**DIRECTIONS:** Return every record verbatim.

**DATASET CONTENT:**
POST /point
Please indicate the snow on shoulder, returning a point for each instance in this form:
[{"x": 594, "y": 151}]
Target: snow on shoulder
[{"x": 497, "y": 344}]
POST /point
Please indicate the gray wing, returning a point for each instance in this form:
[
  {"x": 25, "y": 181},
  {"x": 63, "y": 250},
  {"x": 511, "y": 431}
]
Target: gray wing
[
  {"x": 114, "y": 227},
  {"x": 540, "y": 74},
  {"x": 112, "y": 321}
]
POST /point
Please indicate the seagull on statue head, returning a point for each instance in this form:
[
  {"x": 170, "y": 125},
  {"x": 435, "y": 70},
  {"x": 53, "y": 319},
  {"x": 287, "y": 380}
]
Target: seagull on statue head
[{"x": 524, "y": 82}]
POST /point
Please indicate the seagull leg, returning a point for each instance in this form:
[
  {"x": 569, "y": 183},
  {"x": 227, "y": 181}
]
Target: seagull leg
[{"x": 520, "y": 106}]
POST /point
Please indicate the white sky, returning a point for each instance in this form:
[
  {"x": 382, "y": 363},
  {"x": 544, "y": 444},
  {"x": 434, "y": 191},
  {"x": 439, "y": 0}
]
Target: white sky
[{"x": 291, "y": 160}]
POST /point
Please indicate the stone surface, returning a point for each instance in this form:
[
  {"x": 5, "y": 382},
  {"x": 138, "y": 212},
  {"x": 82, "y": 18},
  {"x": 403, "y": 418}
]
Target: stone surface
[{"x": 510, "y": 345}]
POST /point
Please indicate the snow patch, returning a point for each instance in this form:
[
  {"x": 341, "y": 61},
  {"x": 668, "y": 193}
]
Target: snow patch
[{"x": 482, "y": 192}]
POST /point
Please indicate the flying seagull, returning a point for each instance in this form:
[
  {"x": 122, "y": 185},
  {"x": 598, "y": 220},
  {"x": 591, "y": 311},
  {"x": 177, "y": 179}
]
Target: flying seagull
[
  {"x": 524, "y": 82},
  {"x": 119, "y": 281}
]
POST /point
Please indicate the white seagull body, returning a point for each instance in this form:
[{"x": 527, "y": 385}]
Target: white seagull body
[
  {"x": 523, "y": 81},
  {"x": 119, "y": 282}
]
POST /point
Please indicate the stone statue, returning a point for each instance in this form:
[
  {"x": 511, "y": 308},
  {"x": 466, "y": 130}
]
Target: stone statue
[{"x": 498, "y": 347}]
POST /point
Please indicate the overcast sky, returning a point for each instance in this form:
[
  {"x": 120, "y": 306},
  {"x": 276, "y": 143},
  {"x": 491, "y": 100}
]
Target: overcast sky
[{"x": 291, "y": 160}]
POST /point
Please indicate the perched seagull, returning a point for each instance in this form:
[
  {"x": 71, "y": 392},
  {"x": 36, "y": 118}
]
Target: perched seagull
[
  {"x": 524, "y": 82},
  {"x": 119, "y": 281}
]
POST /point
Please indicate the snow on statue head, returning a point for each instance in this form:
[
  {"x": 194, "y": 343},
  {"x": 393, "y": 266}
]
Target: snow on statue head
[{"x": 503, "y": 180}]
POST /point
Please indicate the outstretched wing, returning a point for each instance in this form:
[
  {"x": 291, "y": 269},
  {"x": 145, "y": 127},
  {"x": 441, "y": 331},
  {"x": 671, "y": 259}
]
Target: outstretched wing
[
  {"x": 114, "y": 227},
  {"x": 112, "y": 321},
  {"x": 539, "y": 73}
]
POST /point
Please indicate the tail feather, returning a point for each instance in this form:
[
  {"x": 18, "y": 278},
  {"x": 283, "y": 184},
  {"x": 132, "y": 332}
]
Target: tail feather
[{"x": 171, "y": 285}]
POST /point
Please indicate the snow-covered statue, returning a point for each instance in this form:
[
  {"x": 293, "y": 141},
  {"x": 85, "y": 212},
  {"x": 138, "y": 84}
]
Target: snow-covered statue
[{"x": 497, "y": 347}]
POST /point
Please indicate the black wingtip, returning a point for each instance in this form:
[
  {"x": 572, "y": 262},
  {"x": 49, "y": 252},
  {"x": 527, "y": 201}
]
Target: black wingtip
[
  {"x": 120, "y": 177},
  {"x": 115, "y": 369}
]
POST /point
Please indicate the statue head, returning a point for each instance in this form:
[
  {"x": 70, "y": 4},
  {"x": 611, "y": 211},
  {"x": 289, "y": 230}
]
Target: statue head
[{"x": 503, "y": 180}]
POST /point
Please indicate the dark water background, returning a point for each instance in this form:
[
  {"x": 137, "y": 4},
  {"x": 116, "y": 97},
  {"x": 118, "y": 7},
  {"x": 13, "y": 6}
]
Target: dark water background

**FULL RESPONSE:**
POST /point
Please indicate the snow on shoulder, returning a point for each instance in this form:
[{"x": 594, "y": 151}]
Target: snow on shoulder
[{"x": 497, "y": 344}]
POST /point
Please indicate the gray wing, returning a point for each instance in this form:
[
  {"x": 25, "y": 181},
  {"x": 63, "y": 250},
  {"x": 511, "y": 431}
]
Target: gray wing
[
  {"x": 114, "y": 227},
  {"x": 540, "y": 74},
  {"x": 112, "y": 321}
]
POST /point
Please indicate the seagull on statue head, returning a point for each instance in this form:
[
  {"x": 170, "y": 125},
  {"x": 435, "y": 70},
  {"x": 53, "y": 319},
  {"x": 287, "y": 380}
]
Target: seagull on statue head
[{"x": 524, "y": 82}]
POST /point
Please indicate the seagull leg, returning a point for each instance in this form:
[
  {"x": 569, "y": 183},
  {"x": 227, "y": 181}
]
Target: seagull leg
[{"x": 520, "y": 106}]
POST /point
Please indicate the white sky, returning a point for each instance in this form:
[
  {"x": 382, "y": 363},
  {"x": 544, "y": 444},
  {"x": 434, "y": 191},
  {"x": 439, "y": 0}
]
Target: white sky
[{"x": 291, "y": 160}]
POST /point
Please indicate the stone surface, returning a point for each instance in this form:
[
  {"x": 5, "y": 382},
  {"x": 138, "y": 212},
  {"x": 82, "y": 18},
  {"x": 403, "y": 418}
]
Target: stone surface
[{"x": 510, "y": 345}]
POST /point
Please indicate the snow patch, returning a point for each instance in this form:
[
  {"x": 341, "y": 61},
  {"x": 668, "y": 193}
]
Target: snow patch
[{"x": 482, "y": 192}]
POST /point
Please indicate the flying seagull, returning a point for each instance in this form:
[
  {"x": 122, "y": 185},
  {"x": 598, "y": 220},
  {"x": 591, "y": 311},
  {"x": 177, "y": 179}
]
Target: flying seagull
[
  {"x": 524, "y": 82},
  {"x": 119, "y": 281}
]
POST /point
Please indicate the white seagull body, returning a point for each instance in this form:
[{"x": 527, "y": 385}]
Target: white seagull body
[
  {"x": 523, "y": 81},
  {"x": 119, "y": 282}
]
POST /point
Please indicate the stone statue, returning a point for each instance in this form:
[
  {"x": 511, "y": 308},
  {"x": 466, "y": 130}
]
Target: stone statue
[{"x": 498, "y": 347}]
POST /point
Please indicate the overcast sky, returning a point for each instance in this form:
[
  {"x": 120, "y": 306},
  {"x": 276, "y": 143},
  {"x": 491, "y": 100}
]
Target: overcast sky
[{"x": 291, "y": 160}]
POST /point
Please indicate the perched seagull, returning a point for each instance in this form:
[
  {"x": 71, "y": 392},
  {"x": 36, "y": 118}
]
Target: perched seagull
[
  {"x": 524, "y": 82},
  {"x": 119, "y": 281}
]
POST /point
Please indicate the snow on statue head, returning a point for each instance in this form:
[
  {"x": 194, "y": 343},
  {"x": 393, "y": 266}
]
Target: snow on statue head
[{"x": 503, "y": 180}]
POST /point
Please indicate the outstretched wing, returning a point for each instance in this form:
[
  {"x": 291, "y": 269},
  {"x": 145, "y": 127},
  {"x": 441, "y": 331},
  {"x": 671, "y": 259}
]
Target: outstretched wing
[
  {"x": 114, "y": 227},
  {"x": 112, "y": 321},
  {"x": 539, "y": 73}
]
POST /point
Please indicate the tail feather, returning a point for each instance in this form:
[
  {"x": 18, "y": 278},
  {"x": 283, "y": 184},
  {"x": 132, "y": 332}
]
Target: tail feather
[{"x": 171, "y": 285}]
POST /point
Please indicate the snow-covered statue, returning a point for each instance in this form:
[
  {"x": 293, "y": 141},
  {"x": 85, "y": 212},
  {"x": 138, "y": 84}
]
Target: snow-covered statue
[{"x": 497, "y": 347}]
POST /point
Please indicate the black wingtip, returning a point for each instance in this form:
[
  {"x": 572, "y": 262},
  {"x": 49, "y": 252},
  {"x": 527, "y": 201}
]
Target: black wingtip
[
  {"x": 120, "y": 177},
  {"x": 115, "y": 369}
]
POST /point
Please indicate the statue head, returning a point for each instance in this form:
[
  {"x": 70, "y": 4},
  {"x": 611, "y": 211},
  {"x": 289, "y": 230}
]
Target: statue head
[{"x": 503, "y": 180}]
POST /point
Please indicate the dark water background, returning a point for each instance in this form:
[
  {"x": 137, "y": 4},
  {"x": 116, "y": 97},
  {"x": 118, "y": 7},
  {"x": 13, "y": 6}
]
Target: dark water background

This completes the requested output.